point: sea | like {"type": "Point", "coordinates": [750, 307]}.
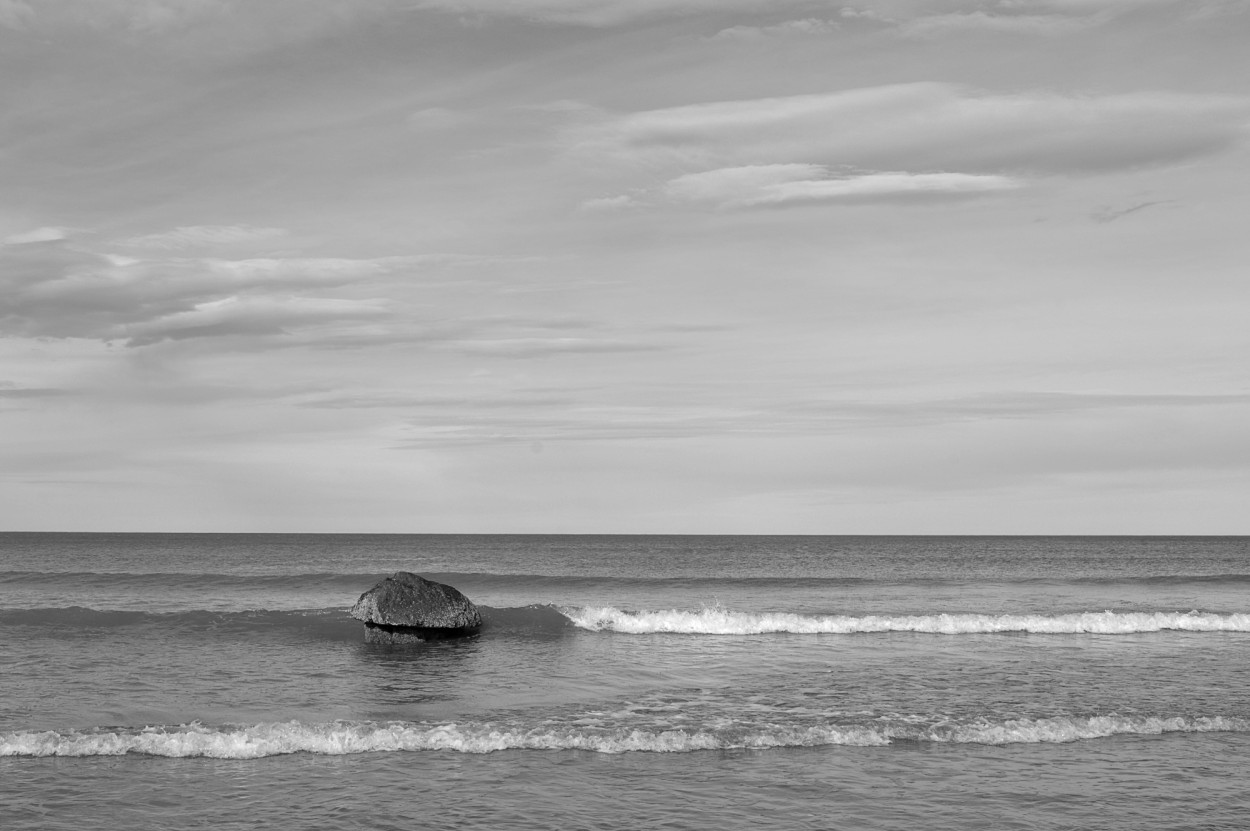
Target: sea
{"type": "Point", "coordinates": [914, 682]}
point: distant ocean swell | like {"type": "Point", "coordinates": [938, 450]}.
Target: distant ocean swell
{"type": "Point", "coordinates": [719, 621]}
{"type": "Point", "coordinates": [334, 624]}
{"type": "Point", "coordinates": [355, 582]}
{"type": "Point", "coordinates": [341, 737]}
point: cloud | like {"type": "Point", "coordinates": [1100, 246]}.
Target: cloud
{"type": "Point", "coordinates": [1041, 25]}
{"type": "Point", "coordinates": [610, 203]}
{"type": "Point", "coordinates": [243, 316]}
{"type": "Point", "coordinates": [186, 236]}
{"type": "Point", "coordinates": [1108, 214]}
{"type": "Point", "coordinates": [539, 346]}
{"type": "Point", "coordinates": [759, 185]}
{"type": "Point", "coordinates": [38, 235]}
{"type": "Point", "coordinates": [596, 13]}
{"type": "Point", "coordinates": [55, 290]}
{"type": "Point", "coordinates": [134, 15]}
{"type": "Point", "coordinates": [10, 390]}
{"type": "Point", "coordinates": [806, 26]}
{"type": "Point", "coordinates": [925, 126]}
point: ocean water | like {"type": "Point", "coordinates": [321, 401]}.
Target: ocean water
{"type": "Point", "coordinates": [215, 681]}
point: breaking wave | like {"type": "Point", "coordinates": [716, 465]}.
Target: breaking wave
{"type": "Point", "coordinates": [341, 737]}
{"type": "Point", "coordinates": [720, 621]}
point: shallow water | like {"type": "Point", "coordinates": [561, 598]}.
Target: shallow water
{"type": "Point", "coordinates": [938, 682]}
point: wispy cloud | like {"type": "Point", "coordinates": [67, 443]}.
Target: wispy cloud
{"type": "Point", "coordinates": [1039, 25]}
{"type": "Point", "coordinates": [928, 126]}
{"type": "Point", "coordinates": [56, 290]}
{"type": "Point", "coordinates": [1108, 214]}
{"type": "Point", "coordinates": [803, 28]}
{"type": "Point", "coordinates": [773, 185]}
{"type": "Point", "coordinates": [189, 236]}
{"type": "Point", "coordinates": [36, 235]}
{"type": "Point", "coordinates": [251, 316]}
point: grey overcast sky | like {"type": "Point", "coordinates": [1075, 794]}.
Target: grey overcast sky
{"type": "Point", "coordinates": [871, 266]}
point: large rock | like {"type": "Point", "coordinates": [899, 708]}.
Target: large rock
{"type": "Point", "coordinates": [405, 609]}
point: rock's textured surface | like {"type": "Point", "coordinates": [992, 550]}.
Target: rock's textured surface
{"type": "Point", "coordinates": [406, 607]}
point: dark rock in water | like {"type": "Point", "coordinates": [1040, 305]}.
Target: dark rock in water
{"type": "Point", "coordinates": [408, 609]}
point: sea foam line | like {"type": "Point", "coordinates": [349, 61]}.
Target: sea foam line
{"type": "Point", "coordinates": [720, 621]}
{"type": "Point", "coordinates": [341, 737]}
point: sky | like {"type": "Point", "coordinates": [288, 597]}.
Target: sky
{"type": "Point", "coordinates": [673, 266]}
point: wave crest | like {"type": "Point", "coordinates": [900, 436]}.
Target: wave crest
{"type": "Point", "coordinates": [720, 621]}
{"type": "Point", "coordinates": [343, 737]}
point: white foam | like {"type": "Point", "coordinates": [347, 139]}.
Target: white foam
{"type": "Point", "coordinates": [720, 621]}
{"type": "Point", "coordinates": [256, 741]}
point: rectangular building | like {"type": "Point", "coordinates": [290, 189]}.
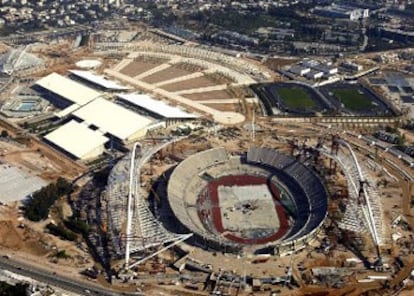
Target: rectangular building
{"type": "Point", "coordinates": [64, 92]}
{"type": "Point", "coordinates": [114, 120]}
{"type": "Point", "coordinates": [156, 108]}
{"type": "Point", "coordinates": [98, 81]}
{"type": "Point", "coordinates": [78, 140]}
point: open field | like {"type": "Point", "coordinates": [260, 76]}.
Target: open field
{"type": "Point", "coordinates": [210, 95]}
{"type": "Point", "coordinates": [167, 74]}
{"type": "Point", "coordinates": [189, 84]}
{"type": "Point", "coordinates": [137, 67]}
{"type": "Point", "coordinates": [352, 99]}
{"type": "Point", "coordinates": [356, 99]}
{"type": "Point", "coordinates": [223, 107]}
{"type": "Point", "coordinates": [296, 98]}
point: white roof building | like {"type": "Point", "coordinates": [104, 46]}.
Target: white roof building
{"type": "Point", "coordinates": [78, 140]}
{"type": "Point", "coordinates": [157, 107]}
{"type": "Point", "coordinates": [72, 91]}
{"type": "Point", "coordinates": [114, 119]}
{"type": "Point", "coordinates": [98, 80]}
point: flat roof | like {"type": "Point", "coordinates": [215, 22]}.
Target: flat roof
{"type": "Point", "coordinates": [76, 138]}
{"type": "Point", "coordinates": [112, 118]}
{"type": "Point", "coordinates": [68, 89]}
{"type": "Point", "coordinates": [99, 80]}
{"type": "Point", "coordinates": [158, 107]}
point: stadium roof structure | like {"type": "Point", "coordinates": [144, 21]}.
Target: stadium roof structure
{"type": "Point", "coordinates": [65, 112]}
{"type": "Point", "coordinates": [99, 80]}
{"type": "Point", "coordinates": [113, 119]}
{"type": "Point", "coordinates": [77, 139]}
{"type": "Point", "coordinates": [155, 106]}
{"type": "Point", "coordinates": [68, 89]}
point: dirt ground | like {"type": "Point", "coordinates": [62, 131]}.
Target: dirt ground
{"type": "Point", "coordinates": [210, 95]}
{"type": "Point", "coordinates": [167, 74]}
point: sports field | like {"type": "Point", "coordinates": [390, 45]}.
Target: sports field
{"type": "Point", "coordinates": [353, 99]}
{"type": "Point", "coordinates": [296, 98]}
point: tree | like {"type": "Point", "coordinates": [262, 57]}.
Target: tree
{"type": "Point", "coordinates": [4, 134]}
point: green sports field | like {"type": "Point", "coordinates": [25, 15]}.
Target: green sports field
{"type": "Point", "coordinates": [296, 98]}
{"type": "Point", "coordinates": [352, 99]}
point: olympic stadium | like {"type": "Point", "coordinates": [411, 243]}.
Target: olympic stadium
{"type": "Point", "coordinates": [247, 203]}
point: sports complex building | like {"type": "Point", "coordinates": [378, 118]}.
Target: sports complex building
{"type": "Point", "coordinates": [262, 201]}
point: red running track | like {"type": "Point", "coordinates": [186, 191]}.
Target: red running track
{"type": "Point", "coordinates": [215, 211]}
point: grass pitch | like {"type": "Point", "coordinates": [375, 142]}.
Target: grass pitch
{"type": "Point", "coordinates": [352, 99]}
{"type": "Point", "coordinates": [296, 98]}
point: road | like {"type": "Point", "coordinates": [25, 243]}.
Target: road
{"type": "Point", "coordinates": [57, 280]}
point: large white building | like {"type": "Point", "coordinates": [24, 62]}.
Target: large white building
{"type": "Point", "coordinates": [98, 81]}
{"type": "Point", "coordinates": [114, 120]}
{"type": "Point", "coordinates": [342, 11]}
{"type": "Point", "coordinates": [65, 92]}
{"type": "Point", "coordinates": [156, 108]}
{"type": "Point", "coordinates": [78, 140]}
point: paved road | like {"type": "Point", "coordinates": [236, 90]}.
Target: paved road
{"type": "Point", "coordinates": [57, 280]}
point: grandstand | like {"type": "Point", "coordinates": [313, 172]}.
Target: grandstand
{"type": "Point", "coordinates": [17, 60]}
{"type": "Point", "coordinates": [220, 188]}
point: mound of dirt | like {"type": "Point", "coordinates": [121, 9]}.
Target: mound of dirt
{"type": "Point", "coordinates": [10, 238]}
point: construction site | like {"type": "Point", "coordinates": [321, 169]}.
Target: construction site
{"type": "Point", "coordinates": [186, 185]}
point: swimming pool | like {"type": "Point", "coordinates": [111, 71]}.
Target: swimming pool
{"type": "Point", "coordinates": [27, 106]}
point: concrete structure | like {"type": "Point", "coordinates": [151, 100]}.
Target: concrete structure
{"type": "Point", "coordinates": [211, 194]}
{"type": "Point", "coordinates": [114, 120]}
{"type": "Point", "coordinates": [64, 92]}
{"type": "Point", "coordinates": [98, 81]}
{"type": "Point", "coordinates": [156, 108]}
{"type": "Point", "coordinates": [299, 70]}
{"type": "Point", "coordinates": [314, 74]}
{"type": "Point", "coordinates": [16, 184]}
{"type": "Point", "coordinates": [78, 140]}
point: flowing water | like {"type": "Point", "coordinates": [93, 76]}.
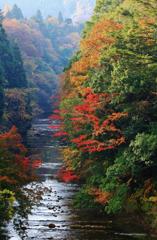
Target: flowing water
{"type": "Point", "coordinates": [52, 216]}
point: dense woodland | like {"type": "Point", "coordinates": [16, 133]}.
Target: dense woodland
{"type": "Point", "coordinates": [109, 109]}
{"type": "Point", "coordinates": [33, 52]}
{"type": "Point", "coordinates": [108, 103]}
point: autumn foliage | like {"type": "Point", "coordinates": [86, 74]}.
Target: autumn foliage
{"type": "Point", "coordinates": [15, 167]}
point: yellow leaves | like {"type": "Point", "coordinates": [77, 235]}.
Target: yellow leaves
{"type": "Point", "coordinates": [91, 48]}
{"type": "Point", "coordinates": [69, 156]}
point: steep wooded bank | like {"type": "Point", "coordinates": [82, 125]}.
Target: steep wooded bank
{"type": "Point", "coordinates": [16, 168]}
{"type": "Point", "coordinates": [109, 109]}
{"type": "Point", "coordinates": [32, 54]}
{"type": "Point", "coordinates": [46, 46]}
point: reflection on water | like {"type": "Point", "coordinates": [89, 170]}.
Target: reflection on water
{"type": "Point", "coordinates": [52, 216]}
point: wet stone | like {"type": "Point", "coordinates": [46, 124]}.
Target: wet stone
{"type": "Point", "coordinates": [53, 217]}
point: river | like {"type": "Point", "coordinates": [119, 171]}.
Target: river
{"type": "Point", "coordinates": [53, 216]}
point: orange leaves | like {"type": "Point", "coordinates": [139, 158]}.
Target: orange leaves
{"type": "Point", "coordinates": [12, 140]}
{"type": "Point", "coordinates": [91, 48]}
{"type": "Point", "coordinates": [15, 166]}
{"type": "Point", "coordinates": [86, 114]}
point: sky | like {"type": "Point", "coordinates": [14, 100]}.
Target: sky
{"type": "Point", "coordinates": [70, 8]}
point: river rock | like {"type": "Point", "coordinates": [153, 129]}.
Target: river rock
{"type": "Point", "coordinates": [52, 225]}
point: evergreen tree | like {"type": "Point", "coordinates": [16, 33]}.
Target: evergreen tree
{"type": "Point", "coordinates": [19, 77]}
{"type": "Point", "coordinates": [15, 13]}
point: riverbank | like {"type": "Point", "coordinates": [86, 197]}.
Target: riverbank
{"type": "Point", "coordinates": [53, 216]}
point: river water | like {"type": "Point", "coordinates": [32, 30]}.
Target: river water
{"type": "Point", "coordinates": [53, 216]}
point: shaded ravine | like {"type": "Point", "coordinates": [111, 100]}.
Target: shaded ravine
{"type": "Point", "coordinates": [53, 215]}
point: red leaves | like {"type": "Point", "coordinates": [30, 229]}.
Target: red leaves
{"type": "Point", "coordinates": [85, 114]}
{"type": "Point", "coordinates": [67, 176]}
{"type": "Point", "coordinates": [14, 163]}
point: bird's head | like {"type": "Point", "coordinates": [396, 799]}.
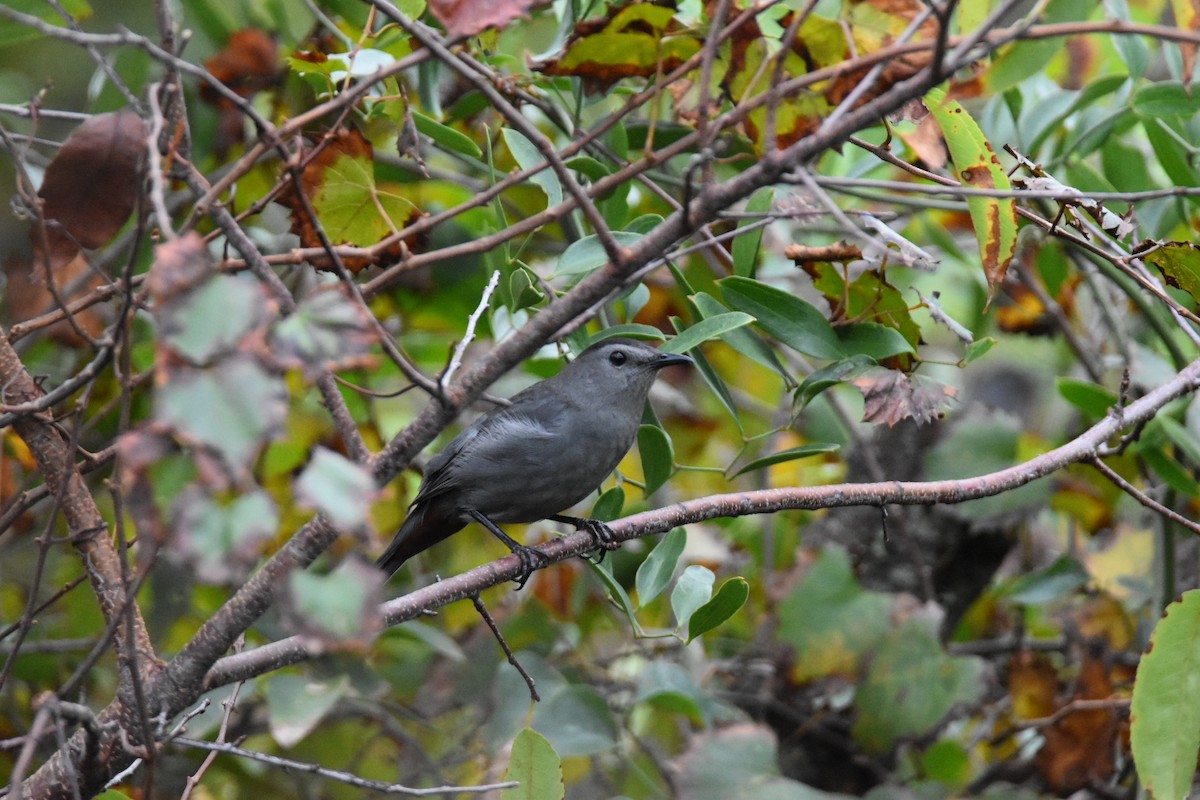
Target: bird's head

* **TASK GOAL**:
Extract the run of lines from the line holding "point: orange leaves" through the final line of the material above, exactly and inclusively. Leave the pictures behind.

* **ANSWER TO THIS EXERCISE**:
point: orange leaves | like {"type": "Point", "coordinates": [139, 158]}.
Target: orange leaves
{"type": "Point", "coordinates": [12, 140]}
{"type": "Point", "coordinates": [91, 48]}
{"type": "Point", "coordinates": [15, 166]}
{"type": "Point", "coordinates": [86, 114]}
point: sky | like {"type": "Point", "coordinates": [14, 100]}.
Target: sky
{"type": "Point", "coordinates": [70, 8]}
point: river rock | like {"type": "Point", "coordinates": [153, 129]}.
Target: river rock
{"type": "Point", "coordinates": [52, 225]}
point: evergreen tree | like {"type": "Point", "coordinates": [16, 33]}.
Target: evergreen tree
{"type": "Point", "coordinates": [19, 77]}
{"type": "Point", "coordinates": [15, 13]}
point: riverbank | like {"type": "Point", "coordinates": [86, 197]}.
Target: riverbank
{"type": "Point", "coordinates": [53, 216]}
point: river water | like {"type": "Point", "coordinates": [32, 30]}.
Target: river water
{"type": "Point", "coordinates": [53, 216]}
point: shaded ravine | like {"type": "Point", "coordinates": [111, 100]}.
Target: shaded ravine
{"type": "Point", "coordinates": [53, 215]}
point: red leaves | like {"type": "Point", "coordinates": [30, 229]}.
Target: red leaves
{"type": "Point", "coordinates": [85, 114]}
{"type": "Point", "coordinates": [67, 176]}
{"type": "Point", "coordinates": [14, 163]}
point: bird's head | like {"type": "Point", "coordinates": [396, 799]}.
Target: bird's head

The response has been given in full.